→ **Exercise directions**:
Could you render the data below as a two-column CSV with the headers input and output, one row per item? Put everything except the answer in input and the answer in output, each as one quoted field with line breaks turned into spaces.

→ **Information shown**:
::::::::

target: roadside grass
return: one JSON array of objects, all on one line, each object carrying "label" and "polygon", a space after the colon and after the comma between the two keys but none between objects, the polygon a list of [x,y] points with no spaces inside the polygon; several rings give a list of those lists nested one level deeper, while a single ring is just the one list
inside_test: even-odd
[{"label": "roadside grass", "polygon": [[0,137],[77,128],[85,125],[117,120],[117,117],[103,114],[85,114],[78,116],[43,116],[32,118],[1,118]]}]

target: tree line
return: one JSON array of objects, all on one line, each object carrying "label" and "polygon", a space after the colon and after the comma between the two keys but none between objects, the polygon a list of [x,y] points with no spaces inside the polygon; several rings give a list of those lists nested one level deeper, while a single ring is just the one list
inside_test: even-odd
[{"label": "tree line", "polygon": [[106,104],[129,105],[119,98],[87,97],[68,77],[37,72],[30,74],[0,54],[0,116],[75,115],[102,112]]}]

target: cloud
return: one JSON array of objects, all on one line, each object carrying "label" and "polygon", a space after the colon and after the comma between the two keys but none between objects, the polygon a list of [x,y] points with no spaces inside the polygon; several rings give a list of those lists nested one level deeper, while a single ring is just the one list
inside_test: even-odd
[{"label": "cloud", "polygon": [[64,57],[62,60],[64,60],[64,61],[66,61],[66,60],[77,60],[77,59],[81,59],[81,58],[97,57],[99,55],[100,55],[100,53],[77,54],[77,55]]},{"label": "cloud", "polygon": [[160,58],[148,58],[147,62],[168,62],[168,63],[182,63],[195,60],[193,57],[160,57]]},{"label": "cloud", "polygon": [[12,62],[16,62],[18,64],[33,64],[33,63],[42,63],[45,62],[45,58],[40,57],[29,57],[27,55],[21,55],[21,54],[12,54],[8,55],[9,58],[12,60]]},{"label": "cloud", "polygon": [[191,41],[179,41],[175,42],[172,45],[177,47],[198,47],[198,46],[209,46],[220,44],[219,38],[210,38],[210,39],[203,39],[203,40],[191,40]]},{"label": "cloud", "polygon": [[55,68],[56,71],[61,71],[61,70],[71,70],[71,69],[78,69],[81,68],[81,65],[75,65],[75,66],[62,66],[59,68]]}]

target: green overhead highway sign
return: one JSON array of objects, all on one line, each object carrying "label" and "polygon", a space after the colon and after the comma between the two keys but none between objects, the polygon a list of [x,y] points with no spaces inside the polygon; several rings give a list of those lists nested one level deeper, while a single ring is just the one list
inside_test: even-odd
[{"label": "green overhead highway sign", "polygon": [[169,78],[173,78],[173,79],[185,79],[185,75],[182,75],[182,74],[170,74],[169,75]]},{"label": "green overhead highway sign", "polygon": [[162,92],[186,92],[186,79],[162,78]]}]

::::::::

→ **Solution**:
input,output
"target: roadside grass return: one JSON array of objects, all on one line, each object carrying ""label"" and ""polygon"", a space after the colon and after the comma between the two keys but none between objects, the polygon a list of [x,y] points with no spaces inside the polygon; several rings give a list of those lists nested one level deeper, while a single ring is just the one list inside_test: even-odd","[{""label"": ""roadside grass"", ""polygon"": [[0,137],[77,128],[85,125],[117,120],[117,117],[103,114],[85,114],[78,116],[43,116],[32,118],[1,118]]}]"
"target: tree line return: one JSON array of objects, all on one line, each object carrying ""label"" and ""polygon"", a space after the colon and after the comma between the two keys but none between objects, the polygon a list of [x,y] points with no spaces inside the polygon; several rings give a list of those lists nested one level deeper, while a single ring is just the one list inside_test: even-odd","[{""label"": ""tree line"", ""polygon"": [[106,104],[129,105],[119,98],[87,97],[68,77],[37,72],[30,74],[0,54],[0,116],[75,115],[102,112]]}]"
"target: cloud return: one JSON array of objects, all on one line, each object carrying ""label"" and ""polygon"", a space after the colon and after the comma between the two keys but none between objects, the polygon a list of [x,y] points with no spaces inside the polygon; several rings give a list of those lists nested one level deeper, while a single ring is just the one list inside_test: even-odd","[{""label"": ""cloud"", ""polygon"": [[64,57],[62,60],[64,60],[64,61],[66,61],[66,60],[77,60],[77,59],[81,59],[81,58],[97,57],[99,55],[100,55],[100,53],[77,54],[77,55]]},{""label"": ""cloud"", ""polygon"": [[160,58],[148,58],[147,62],[168,62],[168,63],[182,63],[195,60],[193,57],[160,57]]},{""label"": ""cloud"", ""polygon"": [[12,62],[16,62],[18,64],[33,64],[33,63],[42,63],[45,62],[45,58],[40,57],[29,57],[27,55],[21,55],[21,54],[12,54],[8,55],[9,58],[12,60]]},{""label"": ""cloud"", ""polygon"": [[191,41],[179,41],[175,42],[172,45],[177,47],[198,47],[198,46],[209,46],[220,44],[219,38],[210,38],[210,39],[203,39],[203,40],[191,40]]},{""label"": ""cloud"", ""polygon"": [[55,68],[56,71],[61,71],[61,70],[71,70],[71,69],[78,69],[81,68],[81,65],[75,65],[75,66],[62,66],[59,68]]}]"
"target: green overhead highway sign return: one JSON array of objects, all on one line, each object carrying ""label"" and ""polygon"", a space after the colon and after the comma between the two keys but none between objects, the polygon a list of [x,y] points with no spaces inside the polygon; several rings give a list of those lists nested one level deeper, while a single ring is just the one list inside_test: even-odd","[{""label"": ""green overhead highway sign"", ""polygon"": [[169,78],[173,78],[173,79],[185,79],[185,75],[182,75],[182,74],[170,74],[169,75]]},{""label"": ""green overhead highway sign"", ""polygon"": [[162,92],[186,92],[186,79],[162,78]]}]"